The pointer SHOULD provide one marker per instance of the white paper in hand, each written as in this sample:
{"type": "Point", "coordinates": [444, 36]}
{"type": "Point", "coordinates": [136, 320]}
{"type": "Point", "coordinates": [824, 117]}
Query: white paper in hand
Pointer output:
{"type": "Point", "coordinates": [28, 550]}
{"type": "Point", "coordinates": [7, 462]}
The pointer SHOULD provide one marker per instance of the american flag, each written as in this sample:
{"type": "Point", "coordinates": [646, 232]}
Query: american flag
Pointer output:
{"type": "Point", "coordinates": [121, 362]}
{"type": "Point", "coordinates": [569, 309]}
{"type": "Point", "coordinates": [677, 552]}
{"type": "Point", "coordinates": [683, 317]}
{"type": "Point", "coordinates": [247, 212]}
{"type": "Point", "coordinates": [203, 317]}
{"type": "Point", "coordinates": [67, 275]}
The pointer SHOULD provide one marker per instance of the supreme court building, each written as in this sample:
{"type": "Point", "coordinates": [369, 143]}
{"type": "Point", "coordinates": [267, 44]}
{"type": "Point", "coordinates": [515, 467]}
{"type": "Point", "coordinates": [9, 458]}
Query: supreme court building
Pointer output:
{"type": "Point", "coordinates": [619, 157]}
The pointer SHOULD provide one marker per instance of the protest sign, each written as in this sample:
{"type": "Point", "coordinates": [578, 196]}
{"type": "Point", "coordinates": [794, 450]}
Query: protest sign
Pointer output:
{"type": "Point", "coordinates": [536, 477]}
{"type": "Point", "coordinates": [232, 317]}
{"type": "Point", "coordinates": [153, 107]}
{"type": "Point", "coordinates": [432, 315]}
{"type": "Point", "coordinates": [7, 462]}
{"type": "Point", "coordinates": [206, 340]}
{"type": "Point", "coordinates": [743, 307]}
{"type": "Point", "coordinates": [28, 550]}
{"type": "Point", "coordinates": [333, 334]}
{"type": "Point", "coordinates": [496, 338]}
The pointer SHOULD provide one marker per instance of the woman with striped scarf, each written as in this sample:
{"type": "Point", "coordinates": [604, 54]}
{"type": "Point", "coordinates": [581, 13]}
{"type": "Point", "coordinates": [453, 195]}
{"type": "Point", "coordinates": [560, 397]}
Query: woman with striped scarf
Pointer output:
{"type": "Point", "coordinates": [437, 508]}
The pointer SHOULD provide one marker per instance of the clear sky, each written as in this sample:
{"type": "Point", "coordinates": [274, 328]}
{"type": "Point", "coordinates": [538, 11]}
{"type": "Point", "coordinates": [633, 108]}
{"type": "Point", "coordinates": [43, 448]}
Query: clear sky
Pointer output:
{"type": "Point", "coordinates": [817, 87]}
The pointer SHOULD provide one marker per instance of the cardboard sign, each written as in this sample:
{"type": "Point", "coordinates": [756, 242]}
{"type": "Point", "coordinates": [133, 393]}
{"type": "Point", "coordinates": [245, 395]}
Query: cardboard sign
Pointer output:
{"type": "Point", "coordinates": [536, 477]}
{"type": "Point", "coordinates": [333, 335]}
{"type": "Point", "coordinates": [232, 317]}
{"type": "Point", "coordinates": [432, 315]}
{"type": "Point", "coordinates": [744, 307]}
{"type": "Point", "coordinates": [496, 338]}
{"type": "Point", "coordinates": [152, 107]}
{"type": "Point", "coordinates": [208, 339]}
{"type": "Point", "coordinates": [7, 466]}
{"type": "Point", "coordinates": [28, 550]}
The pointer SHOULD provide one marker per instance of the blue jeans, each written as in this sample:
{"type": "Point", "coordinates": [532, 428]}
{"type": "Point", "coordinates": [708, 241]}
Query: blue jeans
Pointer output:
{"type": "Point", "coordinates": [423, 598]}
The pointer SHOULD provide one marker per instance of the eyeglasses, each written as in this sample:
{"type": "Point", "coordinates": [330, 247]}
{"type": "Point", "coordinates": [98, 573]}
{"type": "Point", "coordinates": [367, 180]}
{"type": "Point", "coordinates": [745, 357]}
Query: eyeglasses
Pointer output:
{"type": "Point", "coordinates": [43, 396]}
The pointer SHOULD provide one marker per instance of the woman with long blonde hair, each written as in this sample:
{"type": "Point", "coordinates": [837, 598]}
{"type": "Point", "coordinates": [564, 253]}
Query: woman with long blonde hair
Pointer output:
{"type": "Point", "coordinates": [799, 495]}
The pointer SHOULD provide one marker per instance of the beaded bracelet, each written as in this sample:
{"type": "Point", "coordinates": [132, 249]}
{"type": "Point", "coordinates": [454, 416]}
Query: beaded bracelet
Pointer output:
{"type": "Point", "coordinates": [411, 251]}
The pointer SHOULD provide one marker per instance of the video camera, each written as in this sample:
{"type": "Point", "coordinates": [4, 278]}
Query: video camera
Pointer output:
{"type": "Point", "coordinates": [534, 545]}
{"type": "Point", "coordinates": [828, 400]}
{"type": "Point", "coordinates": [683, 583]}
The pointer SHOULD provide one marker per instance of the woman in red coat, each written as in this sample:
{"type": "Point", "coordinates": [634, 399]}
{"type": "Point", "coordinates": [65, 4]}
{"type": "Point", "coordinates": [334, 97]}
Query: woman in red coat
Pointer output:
- - -
PROBLEM TO SOLVE
Rewrite the whole listing, changing every "SHOULD" to "MUST" and leaving everything else as it is.

OUTPUT
The pointer MUST provide one marker per instance of the white paper in hand, each written as in this sample:
{"type": "Point", "coordinates": [444, 36]}
{"type": "Point", "coordinates": [136, 320]}
{"type": "Point", "coordinates": [824, 117]}
Query: white paper in hand
Pointer output:
{"type": "Point", "coordinates": [28, 550]}
{"type": "Point", "coordinates": [7, 462]}
The pointer MUST provide one marker per instance of the american flag, each written as in this sample:
{"type": "Point", "coordinates": [646, 232]}
Query: american flag
Pointer output:
{"type": "Point", "coordinates": [121, 362]}
{"type": "Point", "coordinates": [569, 309]}
{"type": "Point", "coordinates": [677, 552]}
{"type": "Point", "coordinates": [683, 317]}
{"type": "Point", "coordinates": [247, 212]}
{"type": "Point", "coordinates": [203, 317]}
{"type": "Point", "coordinates": [67, 275]}
The pointer MUST provide one marker per instance of the supreme court building, each written as in this sample:
{"type": "Point", "coordinates": [369, 143]}
{"type": "Point", "coordinates": [267, 44]}
{"type": "Point", "coordinates": [515, 467]}
{"type": "Point", "coordinates": [9, 458]}
Query: supreme court building
Pointer output:
{"type": "Point", "coordinates": [619, 157]}
The pointer MUST provide one marker per instance of the protest sign, each written as in this sample:
{"type": "Point", "coordinates": [578, 196]}
{"type": "Point", "coordinates": [794, 450]}
Query: protest sign
Pointer output:
{"type": "Point", "coordinates": [536, 477]}
{"type": "Point", "coordinates": [232, 317]}
{"type": "Point", "coordinates": [153, 107]}
{"type": "Point", "coordinates": [432, 315]}
{"type": "Point", "coordinates": [7, 462]}
{"type": "Point", "coordinates": [206, 340]}
{"type": "Point", "coordinates": [743, 307]}
{"type": "Point", "coordinates": [28, 550]}
{"type": "Point", "coordinates": [333, 334]}
{"type": "Point", "coordinates": [496, 338]}
The pointer MUST provide one marker per instance of the woman with striped scarf, each written as in this sample:
{"type": "Point", "coordinates": [604, 54]}
{"type": "Point", "coordinates": [581, 13]}
{"type": "Point", "coordinates": [453, 195]}
{"type": "Point", "coordinates": [560, 397]}
Query: woman with striped scarf
Pointer output:
{"type": "Point", "coordinates": [437, 508]}
The pointer MUST provide one marker per instance of the clear sky, each written as in this sample:
{"type": "Point", "coordinates": [274, 328]}
{"type": "Point", "coordinates": [538, 11]}
{"type": "Point", "coordinates": [633, 108]}
{"type": "Point", "coordinates": [43, 448]}
Query: clear sky
Pointer output:
{"type": "Point", "coordinates": [817, 87]}
The pointer MUST provide one marker per instance of the cardboard sign, each written as in this sample:
{"type": "Point", "coordinates": [756, 242]}
{"type": "Point", "coordinates": [133, 393]}
{"type": "Point", "coordinates": [245, 395]}
Query: cardboard sign
Pointer output:
{"type": "Point", "coordinates": [536, 477]}
{"type": "Point", "coordinates": [333, 335]}
{"type": "Point", "coordinates": [232, 317]}
{"type": "Point", "coordinates": [432, 315]}
{"type": "Point", "coordinates": [744, 307]}
{"type": "Point", "coordinates": [496, 338]}
{"type": "Point", "coordinates": [152, 107]}
{"type": "Point", "coordinates": [208, 339]}
{"type": "Point", "coordinates": [7, 466]}
{"type": "Point", "coordinates": [28, 550]}
The pointer MUST provide one marker per instance of the blue jeans, each written as in this sample:
{"type": "Point", "coordinates": [532, 428]}
{"type": "Point", "coordinates": [708, 241]}
Query: blue jeans
Pointer output:
{"type": "Point", "coordinates": [423, 598]}
The pointer MUST provide one marker per instance of the eyeglasses, each written as in this sample:
{"type": "Point", "coordinates": [330, 247]}
{"type": "Point", "coordinates": [98, 573]}
{"type": "Point", "coordinates": [367, 180]}
{"type": "Point", "coordinates": [745, 357]}
Query: eyeglasses
Pointer output:
{"type": "Point", "coordinates": [43, 396]}
The pointer MUST provide one marker per instance of the woman with long blonde hair, each written as in this sample:
{"type": "Point", "coordinates": [837, 598]}
{"type": "Point", "coordinates": [564, 253]}
Query: woman with long blonde hair
Pointer output:
{"type": "Point", "coordinates": [799, 495]}
The pointer MUST provide one marker per instance of the beaded bracelet, each written as in this sample:
{"type": "Point", "coordinates": [132, 249]}
{"type": "Point", "coordinates": [454, 416]}
Query: beaded bracelet
Pointer output:
{"type": "Point", "coordinates": [411, 251]}
The pointer MUST provide one marker per instance of the video camera, each written as in this sample:
{"type": "Point", "coordinates": [4, 278]}
Query: video camera
Pointer output:
{"type": "Point", "coordinates": [534, 545]}
{"type": "Point", "coordinates": [828, 400]}
{"type": "Point", "coordinates": [683, 583]}
The pointer MUST provide one marker per instance of the woman in red coat, each written as in this sample:
{"type": "Point", "coordinates": [634, 399]}
{"type": "Point", "coordinates": [65, 4]}
{"type": "Point", "coordinates": [334, 97]}
Query: woman in red coat
Pointer output:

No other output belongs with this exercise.